Text section ->

--- START ---

Fiction Reviews


Stoker's Wilde West

(2020) Steven Hopstaken & Melissa Prusi, Flame Tree Press, £9.99 / US$14.99, pbk, 336pp, ISBN 978-1-787-58195-1

 

Thinking they have put their monster-hunting days behind them, Oscar Wilde and Bram Stoker return to their normal lives. But when their old ally Robert Roosevelt and his nephew Teddy find a new nest of vampires, they are once again pulled into the world of the supernatural, this time in the American West. A train robbery by a band of vampire gunslingers sets off a series of events that puts Bram on the run, Oscar leading a rescue party and our heroes being pursued by an unstoppable vampire bounty hunter who rides a dead, reanimated horse.

--- END ---

Dataset items:
--- START ---

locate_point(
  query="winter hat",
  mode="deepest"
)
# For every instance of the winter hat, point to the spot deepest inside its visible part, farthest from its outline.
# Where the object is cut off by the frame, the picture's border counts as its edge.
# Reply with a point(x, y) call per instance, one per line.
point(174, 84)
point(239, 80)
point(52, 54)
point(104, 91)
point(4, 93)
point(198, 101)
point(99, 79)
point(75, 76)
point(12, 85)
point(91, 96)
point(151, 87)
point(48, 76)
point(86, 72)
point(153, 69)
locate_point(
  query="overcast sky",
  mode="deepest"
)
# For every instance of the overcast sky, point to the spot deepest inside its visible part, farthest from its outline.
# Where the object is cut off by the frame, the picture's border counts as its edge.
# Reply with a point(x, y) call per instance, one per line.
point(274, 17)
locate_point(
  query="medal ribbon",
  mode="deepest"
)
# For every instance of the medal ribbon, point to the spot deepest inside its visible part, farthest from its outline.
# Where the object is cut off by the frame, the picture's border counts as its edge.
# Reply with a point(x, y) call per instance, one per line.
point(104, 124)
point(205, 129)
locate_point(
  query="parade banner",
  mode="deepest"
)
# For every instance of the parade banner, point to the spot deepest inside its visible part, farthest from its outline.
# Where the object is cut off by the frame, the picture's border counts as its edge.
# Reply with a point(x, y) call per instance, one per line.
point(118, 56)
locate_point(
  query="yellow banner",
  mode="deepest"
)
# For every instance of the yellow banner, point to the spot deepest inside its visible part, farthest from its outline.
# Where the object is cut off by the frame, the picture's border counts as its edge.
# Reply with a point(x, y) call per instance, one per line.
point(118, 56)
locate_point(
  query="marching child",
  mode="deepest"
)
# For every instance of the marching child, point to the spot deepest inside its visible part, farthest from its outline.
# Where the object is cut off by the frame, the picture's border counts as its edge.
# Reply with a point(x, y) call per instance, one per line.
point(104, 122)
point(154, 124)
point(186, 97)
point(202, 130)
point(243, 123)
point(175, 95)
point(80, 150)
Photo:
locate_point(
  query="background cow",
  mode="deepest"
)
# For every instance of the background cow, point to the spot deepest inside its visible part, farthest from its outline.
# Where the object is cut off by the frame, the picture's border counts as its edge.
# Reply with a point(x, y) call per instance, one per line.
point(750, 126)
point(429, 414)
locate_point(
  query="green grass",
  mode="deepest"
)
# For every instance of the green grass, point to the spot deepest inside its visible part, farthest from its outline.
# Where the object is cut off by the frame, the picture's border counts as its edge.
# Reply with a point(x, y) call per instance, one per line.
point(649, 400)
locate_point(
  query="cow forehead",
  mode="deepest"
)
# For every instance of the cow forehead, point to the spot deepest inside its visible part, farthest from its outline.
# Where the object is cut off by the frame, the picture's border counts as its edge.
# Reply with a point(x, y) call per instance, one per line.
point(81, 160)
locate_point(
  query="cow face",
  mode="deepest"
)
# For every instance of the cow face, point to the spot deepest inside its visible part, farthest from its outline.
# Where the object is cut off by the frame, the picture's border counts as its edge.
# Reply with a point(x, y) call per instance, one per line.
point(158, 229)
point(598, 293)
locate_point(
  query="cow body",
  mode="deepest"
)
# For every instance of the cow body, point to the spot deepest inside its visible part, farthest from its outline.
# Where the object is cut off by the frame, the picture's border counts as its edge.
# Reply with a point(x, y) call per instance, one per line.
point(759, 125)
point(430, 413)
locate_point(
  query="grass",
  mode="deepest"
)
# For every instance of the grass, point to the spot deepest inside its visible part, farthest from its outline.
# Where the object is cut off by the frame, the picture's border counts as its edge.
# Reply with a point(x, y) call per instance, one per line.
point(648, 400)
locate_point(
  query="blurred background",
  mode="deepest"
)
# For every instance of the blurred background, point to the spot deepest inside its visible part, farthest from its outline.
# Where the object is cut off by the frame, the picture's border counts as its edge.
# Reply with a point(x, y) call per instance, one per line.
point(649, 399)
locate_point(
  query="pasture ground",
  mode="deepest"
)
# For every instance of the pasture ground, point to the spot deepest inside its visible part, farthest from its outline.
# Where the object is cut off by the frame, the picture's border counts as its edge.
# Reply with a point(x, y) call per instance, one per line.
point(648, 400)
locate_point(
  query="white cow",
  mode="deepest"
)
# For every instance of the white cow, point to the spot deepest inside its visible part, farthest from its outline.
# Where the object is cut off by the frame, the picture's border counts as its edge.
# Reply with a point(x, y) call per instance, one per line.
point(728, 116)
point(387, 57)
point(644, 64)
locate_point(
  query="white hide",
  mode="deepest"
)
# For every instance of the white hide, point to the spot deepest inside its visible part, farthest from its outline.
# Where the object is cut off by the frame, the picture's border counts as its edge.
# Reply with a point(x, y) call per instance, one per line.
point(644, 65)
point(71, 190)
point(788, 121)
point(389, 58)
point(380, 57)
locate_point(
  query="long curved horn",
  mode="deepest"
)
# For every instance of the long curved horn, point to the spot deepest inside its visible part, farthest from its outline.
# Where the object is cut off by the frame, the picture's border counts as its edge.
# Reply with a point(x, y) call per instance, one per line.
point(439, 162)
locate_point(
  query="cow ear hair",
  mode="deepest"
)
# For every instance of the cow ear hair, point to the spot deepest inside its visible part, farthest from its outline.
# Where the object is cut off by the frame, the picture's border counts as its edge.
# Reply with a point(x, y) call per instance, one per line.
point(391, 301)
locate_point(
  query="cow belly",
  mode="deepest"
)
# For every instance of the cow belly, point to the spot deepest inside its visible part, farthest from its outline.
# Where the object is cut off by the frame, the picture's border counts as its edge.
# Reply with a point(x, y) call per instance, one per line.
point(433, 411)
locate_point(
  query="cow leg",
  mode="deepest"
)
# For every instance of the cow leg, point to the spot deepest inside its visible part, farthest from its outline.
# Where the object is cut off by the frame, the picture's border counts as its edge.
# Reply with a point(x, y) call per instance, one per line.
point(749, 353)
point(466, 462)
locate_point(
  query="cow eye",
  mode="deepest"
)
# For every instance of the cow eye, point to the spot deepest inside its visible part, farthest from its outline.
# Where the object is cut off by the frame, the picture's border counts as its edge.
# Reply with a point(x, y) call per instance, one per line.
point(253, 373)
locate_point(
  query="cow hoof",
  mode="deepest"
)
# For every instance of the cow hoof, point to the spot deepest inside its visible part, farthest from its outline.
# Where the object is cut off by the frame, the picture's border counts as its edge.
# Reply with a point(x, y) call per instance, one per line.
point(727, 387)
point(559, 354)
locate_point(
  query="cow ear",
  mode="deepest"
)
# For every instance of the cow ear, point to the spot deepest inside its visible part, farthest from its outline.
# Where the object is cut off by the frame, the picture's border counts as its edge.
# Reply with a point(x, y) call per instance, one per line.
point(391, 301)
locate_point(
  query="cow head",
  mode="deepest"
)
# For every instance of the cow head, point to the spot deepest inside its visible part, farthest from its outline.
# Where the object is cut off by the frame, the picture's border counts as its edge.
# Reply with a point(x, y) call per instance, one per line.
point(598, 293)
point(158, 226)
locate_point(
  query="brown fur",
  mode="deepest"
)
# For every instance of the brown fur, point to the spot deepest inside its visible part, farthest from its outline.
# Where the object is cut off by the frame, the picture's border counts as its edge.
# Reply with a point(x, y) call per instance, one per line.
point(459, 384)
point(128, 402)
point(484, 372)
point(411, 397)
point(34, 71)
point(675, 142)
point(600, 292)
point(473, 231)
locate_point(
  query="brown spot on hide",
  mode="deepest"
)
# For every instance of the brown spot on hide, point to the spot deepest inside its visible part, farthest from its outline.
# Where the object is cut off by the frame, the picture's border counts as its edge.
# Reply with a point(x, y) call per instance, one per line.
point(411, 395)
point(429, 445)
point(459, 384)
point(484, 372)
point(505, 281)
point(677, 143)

--- END ---
--- START ---

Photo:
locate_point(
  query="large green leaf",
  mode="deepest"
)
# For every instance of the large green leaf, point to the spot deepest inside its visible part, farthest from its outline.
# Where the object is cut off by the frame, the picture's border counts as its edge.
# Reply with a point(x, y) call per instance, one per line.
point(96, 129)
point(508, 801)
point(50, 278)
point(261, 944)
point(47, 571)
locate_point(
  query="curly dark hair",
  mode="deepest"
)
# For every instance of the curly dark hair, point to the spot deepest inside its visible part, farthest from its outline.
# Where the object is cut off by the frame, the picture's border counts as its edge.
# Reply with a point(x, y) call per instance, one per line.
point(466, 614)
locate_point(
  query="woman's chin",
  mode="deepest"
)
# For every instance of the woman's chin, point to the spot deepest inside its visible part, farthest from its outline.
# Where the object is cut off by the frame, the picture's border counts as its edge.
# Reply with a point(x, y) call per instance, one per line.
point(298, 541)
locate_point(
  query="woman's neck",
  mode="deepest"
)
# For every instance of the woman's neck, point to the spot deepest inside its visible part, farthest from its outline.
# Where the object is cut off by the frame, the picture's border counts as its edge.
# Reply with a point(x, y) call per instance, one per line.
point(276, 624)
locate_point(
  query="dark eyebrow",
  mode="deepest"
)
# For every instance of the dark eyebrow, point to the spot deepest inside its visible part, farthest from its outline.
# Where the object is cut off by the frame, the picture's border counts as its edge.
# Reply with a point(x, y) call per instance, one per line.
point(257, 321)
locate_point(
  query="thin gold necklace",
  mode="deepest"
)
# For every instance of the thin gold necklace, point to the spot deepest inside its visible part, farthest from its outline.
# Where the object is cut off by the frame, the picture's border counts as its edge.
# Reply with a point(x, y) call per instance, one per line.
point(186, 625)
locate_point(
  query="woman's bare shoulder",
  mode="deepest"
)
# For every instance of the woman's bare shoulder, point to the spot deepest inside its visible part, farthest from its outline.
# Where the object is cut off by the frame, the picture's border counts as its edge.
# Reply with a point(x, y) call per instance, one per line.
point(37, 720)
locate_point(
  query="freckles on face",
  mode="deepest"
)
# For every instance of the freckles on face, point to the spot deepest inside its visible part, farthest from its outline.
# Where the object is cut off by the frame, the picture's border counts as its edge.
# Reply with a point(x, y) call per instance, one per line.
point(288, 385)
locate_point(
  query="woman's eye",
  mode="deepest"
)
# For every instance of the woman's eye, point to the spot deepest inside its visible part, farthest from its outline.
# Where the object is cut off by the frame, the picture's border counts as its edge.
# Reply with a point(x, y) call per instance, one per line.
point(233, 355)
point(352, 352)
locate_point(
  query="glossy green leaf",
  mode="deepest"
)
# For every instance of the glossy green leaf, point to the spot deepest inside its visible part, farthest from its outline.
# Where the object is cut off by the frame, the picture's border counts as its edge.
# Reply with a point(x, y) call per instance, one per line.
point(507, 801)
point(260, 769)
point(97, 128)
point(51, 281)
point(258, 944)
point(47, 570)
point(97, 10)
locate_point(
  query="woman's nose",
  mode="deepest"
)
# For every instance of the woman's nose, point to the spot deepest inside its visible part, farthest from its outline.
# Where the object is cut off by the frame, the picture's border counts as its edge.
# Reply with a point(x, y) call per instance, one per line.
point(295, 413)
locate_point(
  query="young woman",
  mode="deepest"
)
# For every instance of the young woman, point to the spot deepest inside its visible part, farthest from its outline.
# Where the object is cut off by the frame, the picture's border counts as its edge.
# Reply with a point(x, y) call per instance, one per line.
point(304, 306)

--- END ---
--- START ---

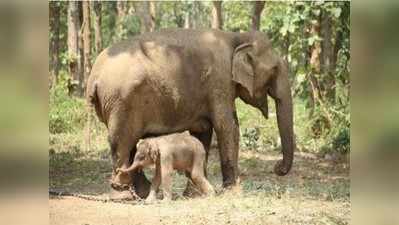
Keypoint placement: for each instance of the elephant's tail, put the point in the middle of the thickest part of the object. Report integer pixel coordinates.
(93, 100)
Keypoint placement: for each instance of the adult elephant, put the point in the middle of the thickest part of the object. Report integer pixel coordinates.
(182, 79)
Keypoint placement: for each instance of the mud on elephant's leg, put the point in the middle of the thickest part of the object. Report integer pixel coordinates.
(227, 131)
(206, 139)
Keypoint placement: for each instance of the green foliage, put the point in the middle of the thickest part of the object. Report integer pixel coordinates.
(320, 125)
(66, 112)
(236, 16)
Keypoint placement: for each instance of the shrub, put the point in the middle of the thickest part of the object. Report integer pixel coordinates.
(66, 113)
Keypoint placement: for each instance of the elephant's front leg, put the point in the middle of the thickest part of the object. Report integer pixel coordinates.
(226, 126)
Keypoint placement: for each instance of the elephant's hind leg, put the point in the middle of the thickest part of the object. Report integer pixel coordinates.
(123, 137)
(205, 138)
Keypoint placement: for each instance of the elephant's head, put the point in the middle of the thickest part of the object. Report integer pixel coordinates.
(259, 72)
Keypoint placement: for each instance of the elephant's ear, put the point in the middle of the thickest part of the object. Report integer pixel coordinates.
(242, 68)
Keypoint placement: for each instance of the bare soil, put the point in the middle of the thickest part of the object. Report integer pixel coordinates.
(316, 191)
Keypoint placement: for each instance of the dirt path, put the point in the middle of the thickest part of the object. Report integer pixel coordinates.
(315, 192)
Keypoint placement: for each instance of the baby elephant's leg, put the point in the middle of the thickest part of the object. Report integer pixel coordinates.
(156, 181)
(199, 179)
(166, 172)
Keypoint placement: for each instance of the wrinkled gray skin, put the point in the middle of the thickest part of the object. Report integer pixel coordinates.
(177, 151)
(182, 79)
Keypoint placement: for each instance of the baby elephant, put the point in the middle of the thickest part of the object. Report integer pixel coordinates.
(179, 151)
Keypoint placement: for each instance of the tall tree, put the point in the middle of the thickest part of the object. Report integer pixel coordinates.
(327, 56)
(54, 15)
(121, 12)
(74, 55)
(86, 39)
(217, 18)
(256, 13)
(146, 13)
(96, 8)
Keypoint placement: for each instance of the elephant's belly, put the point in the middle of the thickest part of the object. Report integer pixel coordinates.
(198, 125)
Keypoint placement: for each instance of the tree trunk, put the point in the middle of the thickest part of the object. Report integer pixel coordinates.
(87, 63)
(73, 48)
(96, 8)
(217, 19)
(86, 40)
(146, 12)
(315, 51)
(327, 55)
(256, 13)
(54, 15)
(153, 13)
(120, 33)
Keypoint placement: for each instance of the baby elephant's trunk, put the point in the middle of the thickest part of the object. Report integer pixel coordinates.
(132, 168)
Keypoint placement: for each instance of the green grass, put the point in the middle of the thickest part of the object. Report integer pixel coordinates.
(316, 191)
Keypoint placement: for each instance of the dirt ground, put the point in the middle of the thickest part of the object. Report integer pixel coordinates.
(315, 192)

--- END ---

Apply what you read ->
A. From the Stoker's Wilde West review, list every character named in the plot summary.
B. In the Stoker's Wilde West review, what does the vampire bounty hunter ride?

Answers for the tasks ->
A.
Oscar Wilde
Bram Stoker
Robert Roosevelt
Teddy

B. A dead, reanimated horse.